Data drawn from a collection
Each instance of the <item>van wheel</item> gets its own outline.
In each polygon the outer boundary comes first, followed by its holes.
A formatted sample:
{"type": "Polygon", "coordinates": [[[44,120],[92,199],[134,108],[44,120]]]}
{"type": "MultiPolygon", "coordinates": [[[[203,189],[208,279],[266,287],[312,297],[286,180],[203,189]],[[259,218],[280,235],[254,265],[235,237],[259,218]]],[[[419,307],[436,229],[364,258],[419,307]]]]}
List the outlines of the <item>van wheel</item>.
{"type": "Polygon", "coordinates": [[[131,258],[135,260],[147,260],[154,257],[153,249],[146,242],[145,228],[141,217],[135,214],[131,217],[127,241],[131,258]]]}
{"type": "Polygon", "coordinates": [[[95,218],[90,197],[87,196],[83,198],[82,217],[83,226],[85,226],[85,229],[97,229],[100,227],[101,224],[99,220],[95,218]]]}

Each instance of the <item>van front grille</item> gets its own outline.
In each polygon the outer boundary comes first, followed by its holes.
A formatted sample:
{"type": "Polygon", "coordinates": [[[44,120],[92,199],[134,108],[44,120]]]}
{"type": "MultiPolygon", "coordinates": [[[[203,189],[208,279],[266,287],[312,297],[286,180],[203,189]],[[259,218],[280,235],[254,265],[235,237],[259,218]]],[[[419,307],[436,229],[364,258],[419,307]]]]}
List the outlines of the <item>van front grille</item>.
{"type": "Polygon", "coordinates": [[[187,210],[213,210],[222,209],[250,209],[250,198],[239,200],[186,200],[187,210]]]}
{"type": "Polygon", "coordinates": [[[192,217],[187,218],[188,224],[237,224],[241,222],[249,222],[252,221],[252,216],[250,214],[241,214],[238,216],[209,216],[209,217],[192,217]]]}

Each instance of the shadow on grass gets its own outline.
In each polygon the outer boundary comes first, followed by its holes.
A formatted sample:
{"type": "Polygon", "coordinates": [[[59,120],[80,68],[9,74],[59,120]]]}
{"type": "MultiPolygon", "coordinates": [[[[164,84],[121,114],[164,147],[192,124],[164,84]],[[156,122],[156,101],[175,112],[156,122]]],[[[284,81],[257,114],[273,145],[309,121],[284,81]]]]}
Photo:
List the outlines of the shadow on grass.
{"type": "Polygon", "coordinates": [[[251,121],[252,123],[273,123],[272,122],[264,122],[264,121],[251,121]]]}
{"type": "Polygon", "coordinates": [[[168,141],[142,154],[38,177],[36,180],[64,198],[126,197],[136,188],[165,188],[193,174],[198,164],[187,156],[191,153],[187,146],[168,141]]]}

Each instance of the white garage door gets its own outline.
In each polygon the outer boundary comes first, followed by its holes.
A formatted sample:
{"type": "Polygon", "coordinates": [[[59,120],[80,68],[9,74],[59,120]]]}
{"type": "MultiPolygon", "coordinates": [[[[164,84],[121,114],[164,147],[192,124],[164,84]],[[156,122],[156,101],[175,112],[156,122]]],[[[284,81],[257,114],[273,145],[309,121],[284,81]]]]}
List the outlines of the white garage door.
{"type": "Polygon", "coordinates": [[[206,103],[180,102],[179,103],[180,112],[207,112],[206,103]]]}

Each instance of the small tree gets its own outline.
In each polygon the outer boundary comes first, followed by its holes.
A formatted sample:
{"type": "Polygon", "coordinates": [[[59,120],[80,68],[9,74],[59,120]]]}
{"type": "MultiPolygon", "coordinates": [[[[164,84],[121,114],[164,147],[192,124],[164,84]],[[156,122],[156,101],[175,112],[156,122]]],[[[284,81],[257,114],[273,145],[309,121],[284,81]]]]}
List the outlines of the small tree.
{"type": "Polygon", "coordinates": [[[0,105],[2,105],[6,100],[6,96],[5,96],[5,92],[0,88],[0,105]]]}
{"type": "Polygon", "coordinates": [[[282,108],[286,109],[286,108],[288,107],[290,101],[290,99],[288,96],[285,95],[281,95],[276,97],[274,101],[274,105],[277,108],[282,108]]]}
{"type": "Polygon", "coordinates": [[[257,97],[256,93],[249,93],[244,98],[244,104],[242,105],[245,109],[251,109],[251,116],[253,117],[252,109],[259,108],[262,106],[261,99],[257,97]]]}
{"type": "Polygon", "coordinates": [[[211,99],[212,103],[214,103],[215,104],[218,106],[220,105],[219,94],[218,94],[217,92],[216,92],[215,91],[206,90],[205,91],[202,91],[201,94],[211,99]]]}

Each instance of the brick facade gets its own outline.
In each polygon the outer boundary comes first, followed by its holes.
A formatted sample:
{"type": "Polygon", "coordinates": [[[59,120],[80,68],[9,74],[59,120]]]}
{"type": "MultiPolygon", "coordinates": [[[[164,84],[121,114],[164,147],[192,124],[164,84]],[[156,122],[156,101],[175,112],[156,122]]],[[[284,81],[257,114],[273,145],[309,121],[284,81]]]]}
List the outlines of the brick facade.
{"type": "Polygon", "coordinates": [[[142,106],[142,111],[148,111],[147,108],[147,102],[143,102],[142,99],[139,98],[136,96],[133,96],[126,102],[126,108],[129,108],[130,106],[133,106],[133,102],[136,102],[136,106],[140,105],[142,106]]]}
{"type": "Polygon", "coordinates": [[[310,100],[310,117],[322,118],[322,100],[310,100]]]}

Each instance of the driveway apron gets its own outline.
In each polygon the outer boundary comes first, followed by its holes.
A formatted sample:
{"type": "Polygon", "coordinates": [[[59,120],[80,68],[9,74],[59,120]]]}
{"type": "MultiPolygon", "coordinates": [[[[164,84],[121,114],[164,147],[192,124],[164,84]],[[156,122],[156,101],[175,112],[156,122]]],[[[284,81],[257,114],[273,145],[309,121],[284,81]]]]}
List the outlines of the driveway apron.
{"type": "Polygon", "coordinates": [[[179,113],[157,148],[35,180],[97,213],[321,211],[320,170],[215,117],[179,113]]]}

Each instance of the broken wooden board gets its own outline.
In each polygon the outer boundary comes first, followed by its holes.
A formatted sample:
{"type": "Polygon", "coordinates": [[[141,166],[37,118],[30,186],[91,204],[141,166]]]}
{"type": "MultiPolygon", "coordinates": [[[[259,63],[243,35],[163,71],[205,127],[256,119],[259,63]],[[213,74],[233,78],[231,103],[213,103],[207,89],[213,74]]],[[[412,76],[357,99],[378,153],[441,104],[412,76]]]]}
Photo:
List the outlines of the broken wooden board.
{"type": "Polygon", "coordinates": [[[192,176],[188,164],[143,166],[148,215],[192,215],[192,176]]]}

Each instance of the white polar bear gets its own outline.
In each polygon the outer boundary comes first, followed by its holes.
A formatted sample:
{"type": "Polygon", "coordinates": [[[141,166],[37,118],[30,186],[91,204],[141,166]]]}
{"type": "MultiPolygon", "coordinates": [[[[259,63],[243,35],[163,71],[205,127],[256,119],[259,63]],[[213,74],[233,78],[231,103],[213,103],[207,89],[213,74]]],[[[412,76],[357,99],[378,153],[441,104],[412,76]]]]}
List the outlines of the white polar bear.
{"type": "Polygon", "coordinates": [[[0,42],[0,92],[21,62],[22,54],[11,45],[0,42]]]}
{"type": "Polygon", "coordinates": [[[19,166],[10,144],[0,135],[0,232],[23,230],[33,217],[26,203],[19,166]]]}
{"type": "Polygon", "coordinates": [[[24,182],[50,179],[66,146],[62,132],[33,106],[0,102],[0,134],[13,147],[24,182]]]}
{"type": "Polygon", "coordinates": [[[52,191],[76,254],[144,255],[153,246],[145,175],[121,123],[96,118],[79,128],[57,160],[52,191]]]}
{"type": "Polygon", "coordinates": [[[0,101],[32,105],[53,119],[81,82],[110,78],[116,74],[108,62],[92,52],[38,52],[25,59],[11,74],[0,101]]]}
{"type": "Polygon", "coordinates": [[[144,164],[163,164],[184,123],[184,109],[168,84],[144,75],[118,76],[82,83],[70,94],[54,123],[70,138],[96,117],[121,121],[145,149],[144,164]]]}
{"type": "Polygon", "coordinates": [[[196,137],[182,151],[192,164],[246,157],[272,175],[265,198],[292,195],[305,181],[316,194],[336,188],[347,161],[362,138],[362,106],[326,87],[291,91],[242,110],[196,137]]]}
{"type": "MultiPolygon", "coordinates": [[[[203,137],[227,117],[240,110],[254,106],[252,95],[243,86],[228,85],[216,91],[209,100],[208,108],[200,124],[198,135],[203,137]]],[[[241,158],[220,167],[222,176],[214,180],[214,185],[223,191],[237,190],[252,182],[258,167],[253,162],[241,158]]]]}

*Given request*.
Reproduce word for word the lines of the data from the line containing "Each instance of the white polar" through the end of the data.

*Output for this task*.
Each instance of the white polar bear gets its own outline.
In each polygon the outer boundary comes first, followed by its holes.
A formatted sample:
{"type": "Polygon", "coordinates": [[[141,166],[37,118],[30,186],[91,204],[141,166]]]}
{"type": "MultiPolygon", "coordinates": [[[[259,63],[243,35],[163,71],[205,127],[256,119],[259,63]],[[213,74],[233,78],[231,103],[213,103],[207,89],[213,74]]],[[[412,76],[357,99],[378,153],[441,104],[412,76]]]]}
List the outlines of the white polar bear.
{"type": "Polygon", "coordinates": [[[0,42],[0,92],[21,62],[22,54],[11,45],[0,42]]]}
{"type": "Polygon", "coordinates": [[[19,166],[10,144],[0,135],[0,232],[23,230],[33,217],[26,203],[19,166]]]}
{"type": "Polygon", "coordinates": [[[24,182],[50,179],[66,146],[62,132],[33,106],[0,102],[0,134],[13,147],[24,182]]]}
{"type": "Polygon", "coordinates": [[[52,191],[76,254],[144,255],[153,246],[145,175],[121,123],[96,118],[79,128],[57,160],[52,191]]]}
{"type": "Polygon", "coordinates": [[[0,101],[32,105],[53,119],[81,82],[110,78],[116,74],[108,62],[92,52],[38,52],[25,59],[11,74],[0,101]]]}
{"type": "Polygon", "coordinates": [[[144,164],[163,164],[184,123],[184,109],[168,84],[144,75],[118,76],[82,83],[70,94],[54,123],[70,138],[96,117],[121,121],[145,149],[144,164]]]}
{"type": "Polygon", "coordinates": [[[196,137],[182,151],[192,164],[246,157],[272,175],[265,198],[292,195],[305,181],[316,194],[336,188],[347,161],[362,138],[362,106],[326,87],[291,91],[242,110],[196,137]]]}
{"type": "MultiPolygon", "coordinates": [[[[203,137],[227,117],[240,110],[254,106],[252,95],[243,86],[228,85],[216,91],[209,100],[208,108],[200,124],[198,135],[203,137]]],[[[241,158],[220,167],[222,176],[214,180],[214,185],[223,191],[237,190],[252,182],[258,167],[253,162],[241,158]]]]}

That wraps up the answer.